**TAREAS PENDIENTES**
a) Cita literalmente el hilo del foro sobre los 100,000 usuarios, desde "100,000 usuarios para" hasta "salu2! a todos.".
b) En el hilo del foro sobre los 100,000 usuarios, ¿qué dice rash que ya llenaron?
c) ¿Puedes continuar el hilo del foro sobre los 100,000 usuarios a partir del último mensaje que aparece?

**FRAGMENTO PROPORCIONADO**
····················
100,000 usuarios para los mortales
186A0 usuarios para los iniciados
11000011010100000 usuarios para los que SI saben binario

Felicidades señores, y especialmente a todos los moderadores, ya que esa cifra es una prueba palpable de que realmente han logrado un equilibro adecuado para la prosperidad de la comunidad, ya que esto es mas que un foro, ya que el foro es el medio para no solo compartir informacion, si no que tambien promueve los lazos de amistad que se crean poco a poco entre los que aqui estamos...

salu2! a todos.


----------



## Cacho (May 4, 2010)

Helminto G. dijo:


> tantos usuarios y yo solo conosco a los moderacionadores


Te estás perdiendo de los buenos entonces


----------



## rash (May 5, 2010)

Madre mía¡¡¡¡¡ 100.000 usuarios¡¡¡¡ como para conocerlos a todos 

Felicitaciones a todos........ 

buen trabajo chicos...


----------



## Helminto G. (May 5, 2010)

hecho rash te comisiono a que felicites a uno por uno y los conoscas je je


----------



## rash (May 5, 2010)

Helminto G. dijo:


> hecho rash te comisiono a que felicites a uno por uno y los conoscas je je


ok¡¡¡ aunque tengo mala memoria para los nicks 

ya llenamos un campo de futbol  ............. se imaginan?


----------



## Helminto G. (May 5, 2010)

la cosa es llegar a tener tantos usuarios como transistores un procesador?


----------



## antiworldx (May 5, 2010)

Helminto G. dijo:


> la cosa es llegar a tener tantos usuarios como transistores un procesador?



Tendriamos que empezar un disipador en el foro...
····················
**FRAGMENTOS DE DATOS**
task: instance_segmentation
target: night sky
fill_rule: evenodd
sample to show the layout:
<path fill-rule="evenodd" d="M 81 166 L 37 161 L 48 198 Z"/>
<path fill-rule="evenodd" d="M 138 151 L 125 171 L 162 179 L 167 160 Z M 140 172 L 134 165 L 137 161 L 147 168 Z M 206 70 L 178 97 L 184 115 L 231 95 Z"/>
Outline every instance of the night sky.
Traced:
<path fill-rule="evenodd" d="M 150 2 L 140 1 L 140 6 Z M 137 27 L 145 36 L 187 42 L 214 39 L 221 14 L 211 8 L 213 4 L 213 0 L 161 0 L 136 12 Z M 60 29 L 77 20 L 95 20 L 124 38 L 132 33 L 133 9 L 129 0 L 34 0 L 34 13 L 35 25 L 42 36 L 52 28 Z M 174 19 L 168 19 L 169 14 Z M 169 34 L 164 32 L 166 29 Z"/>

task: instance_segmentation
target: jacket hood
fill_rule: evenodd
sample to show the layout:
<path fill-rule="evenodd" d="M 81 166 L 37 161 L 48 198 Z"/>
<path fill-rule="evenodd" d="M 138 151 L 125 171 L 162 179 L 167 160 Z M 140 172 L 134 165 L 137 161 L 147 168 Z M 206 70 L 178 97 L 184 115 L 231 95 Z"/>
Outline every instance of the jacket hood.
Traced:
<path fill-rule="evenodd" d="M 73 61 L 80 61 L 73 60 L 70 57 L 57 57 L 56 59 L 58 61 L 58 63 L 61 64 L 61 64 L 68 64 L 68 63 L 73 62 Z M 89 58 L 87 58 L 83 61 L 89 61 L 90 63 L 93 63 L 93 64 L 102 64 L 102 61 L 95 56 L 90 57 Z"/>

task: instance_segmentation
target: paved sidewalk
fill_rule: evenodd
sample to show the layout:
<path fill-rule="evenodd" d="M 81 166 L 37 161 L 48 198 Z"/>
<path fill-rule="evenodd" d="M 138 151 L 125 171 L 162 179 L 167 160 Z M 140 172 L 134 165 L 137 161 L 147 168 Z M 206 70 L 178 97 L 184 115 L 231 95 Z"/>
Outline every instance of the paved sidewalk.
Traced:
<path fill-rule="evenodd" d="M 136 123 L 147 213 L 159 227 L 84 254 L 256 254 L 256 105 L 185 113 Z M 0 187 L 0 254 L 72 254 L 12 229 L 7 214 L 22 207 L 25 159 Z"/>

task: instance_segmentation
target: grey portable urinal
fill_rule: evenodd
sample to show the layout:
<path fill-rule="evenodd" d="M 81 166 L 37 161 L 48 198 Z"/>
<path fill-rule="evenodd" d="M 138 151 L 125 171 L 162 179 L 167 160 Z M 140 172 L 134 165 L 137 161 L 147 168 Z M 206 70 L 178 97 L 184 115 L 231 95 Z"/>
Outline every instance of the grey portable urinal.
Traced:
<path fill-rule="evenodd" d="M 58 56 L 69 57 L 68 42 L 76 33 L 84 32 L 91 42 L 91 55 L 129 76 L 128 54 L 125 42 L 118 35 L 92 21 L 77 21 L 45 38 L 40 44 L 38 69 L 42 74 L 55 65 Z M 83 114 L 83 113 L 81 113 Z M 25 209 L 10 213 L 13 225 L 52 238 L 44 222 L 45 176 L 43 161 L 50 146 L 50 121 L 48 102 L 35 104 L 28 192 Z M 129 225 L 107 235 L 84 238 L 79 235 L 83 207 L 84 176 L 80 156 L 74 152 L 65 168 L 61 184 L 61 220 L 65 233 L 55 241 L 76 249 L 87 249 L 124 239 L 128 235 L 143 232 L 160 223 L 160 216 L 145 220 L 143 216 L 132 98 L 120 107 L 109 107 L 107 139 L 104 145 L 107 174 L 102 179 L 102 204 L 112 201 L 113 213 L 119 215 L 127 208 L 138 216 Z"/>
····················
**RESULTADOS DEL EJERCICIO**
a)
100,000 usuarios para los mortales
186A0 usuarios para los iniciados
11000011010100000 usuarios para los que SI saben binario

Felicidades señores, y especialmente a todos los moderadores, ya que esa cifra es una prueba palpable de que realmente han logrado un equilibro adecuado para la prosperidad de la comunidad, ya que esto es mas que un foro, ya que el foro es el medio para no solo compartir informacion, si no que tambien promueve los lazos de amistad que se crean poco a poco entre los que aqui estamos...

salu2! a todos.

b) Un campo de futbol.

c)
Insisto, excelente tarea que han realizado los moderadores para poder mantener a tantos en orden.


----------



## Fogonazo (May 5, 2010)

Visto la gran cantidad de usuarios nuevos, contratamos un nuevo Moderador, el *Padre Merrin*, se los presento:


----------



## palomo (May 5, 2010)

antiworldx dijo:


> excelente tarea que han realizado los moderadores para poder mantener a tantos en orden.


 

¿A tantos?   .  Si, foros de electronica a llegado a los 100,000 usuaios pero cuantos no se han dado de alta, postean 1 o 2 mensajes y durante años ya no se sabe de ellos, es mas llevan años sin entrar al foro, no seria bueno hacer una depuracion de aquellos foreros en la cual su cuenta ha estado inactiva por mas de 1 año, digo es una idea.

Y felicidades a todos que hacen que este foro sea cada dia mejor.


----------



## Hammer Facer (May 5, 2010)

palomo dijo:


> ¿A tantos?   .  Si, foros de electronica a llegado a los 100,000 usuaios pero cuantos no se han dado de alta, postean 1 o 2 mensajes y durante años ya no se sabe de ellos, es mas llevan años sin entrar al foro, no seria bueno hacer una depuracion de aquellos foreros en la cual su cuenta ha estado inactiva por mas de 1 año, digo es una idea.




Nooooo.....!!! Volveremos a ser 100 usuarios ...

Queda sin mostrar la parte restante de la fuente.